# Source
-- start --

# transwarp motor



## kittydog42 (Sep 18, 2007)

I converted a Geo Tracker, albeit with a transmission. I ended up with 10 Trojan T-1275 batteries for a 120VDC system, and that was good for a 25 mile range.

The main problem with your idea is that the motor is not designed to be operated continuously at low speeds as will be encountered with a direct drive. Also, with such a low maximum RPM, the rear end gearing would probably have to be changed to get an acceptable top end speed. The TransWarP motors were actually designed for the EMIS system. EMIS is a hybrid assist system which only supplements the gas or diesel engine already in the vehicle, and owing to it's position after the transmission, it rarely operates at a low RPM. In fact, NetGain doesn't want the dealers to sell the motors for your use since it is more likely to lead to motor problems, but you probably will be able to find a company to sell it to you if you make up your mind to do it.

-- end --

# Prompt
Resume the forum thread on the TransWarP motor, picking up right after its final sentence.

[Entries from a dataset]
-- start --

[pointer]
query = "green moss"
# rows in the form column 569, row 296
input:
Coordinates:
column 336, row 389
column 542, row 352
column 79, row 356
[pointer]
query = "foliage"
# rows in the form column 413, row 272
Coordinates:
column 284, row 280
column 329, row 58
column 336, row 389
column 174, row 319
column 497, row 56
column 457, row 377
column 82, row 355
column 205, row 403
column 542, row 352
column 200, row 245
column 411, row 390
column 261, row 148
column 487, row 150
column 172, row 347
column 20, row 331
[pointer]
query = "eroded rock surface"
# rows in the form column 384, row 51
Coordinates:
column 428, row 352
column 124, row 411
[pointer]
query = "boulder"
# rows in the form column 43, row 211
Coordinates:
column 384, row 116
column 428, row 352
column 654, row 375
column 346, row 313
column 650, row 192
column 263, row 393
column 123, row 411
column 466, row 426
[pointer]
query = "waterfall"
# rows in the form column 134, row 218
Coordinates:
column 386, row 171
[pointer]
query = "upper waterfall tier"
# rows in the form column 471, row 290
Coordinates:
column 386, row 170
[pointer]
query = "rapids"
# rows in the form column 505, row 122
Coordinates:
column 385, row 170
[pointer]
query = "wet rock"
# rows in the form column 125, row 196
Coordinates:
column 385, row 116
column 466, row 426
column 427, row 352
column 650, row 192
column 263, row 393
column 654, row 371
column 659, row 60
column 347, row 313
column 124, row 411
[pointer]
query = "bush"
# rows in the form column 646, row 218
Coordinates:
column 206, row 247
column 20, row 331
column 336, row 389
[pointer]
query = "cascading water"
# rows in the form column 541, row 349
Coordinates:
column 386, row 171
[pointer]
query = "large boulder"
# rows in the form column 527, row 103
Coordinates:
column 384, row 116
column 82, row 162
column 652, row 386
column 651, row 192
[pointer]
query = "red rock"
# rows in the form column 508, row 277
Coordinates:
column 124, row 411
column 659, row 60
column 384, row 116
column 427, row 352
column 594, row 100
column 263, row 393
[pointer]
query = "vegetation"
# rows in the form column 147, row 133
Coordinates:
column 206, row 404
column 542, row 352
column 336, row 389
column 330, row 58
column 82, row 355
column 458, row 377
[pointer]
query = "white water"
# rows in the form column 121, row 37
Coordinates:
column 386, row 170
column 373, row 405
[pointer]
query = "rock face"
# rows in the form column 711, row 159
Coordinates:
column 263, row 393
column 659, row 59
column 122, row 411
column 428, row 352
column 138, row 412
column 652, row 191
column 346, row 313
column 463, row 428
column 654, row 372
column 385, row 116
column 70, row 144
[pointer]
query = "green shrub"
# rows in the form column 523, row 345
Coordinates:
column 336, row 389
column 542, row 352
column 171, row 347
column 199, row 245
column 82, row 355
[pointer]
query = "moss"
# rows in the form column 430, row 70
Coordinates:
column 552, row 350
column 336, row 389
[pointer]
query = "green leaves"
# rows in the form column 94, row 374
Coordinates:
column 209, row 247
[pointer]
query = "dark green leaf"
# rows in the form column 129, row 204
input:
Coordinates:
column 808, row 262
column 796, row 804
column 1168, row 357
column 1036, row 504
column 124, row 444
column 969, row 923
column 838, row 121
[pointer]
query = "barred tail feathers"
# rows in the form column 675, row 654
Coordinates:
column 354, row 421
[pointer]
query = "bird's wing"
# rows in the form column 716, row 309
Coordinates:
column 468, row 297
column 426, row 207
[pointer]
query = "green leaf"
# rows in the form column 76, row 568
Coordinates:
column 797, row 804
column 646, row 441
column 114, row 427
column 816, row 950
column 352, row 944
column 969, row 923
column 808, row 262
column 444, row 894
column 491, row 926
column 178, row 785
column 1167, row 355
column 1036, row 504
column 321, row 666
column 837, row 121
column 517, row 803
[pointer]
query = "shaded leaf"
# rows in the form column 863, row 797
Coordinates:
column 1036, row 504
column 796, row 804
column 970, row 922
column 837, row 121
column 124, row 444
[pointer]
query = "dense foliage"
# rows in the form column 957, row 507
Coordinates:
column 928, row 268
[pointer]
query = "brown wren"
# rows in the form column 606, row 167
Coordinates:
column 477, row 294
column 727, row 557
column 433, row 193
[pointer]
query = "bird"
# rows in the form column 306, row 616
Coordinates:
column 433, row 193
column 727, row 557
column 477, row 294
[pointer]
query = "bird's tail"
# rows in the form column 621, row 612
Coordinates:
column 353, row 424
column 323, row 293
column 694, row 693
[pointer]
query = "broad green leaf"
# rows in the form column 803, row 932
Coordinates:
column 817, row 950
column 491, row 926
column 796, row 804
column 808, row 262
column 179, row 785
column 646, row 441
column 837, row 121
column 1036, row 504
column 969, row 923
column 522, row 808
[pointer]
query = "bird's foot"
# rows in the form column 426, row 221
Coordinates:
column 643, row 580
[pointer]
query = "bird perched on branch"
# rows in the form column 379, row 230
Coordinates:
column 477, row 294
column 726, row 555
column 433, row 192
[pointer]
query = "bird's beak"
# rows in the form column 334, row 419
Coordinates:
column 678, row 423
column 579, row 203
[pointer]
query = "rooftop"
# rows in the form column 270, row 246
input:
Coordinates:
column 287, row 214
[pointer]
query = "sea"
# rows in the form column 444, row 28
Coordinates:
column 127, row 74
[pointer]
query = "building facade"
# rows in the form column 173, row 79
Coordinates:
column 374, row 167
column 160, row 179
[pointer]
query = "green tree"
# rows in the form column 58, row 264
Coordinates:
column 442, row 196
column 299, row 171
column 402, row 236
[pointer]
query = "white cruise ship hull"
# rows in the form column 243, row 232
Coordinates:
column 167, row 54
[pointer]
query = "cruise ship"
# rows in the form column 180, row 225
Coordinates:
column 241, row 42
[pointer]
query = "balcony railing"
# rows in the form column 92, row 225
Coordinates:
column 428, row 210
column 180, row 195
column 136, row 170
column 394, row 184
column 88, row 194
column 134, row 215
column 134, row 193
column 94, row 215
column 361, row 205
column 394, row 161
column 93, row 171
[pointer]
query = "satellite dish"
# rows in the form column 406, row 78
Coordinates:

-- end --

# Task output
The only other major concern with direct drive relates to safety. If you are using a series DC motor controller (which you are since the TransWarP is a series DC motor), be aware that when these fail, they fail full throttle. You won't have the option of putting the vehicle in neutral, so make sure that there is a sound option for shutting down a runaway vehicle. That would be a very scary experience.


----------



## kcblkeeley (May 8, 2008)

Thanks for the input. I just didn't think that it would hurt it at low speeds because of the tracker being so light. I also plan on using a emergency brake pull handle mounted to pull the main in case of controller failure. I would like to go AC because ot this issue but the costs are too great compared to Dc. I guess I'll just keep the tranny in then...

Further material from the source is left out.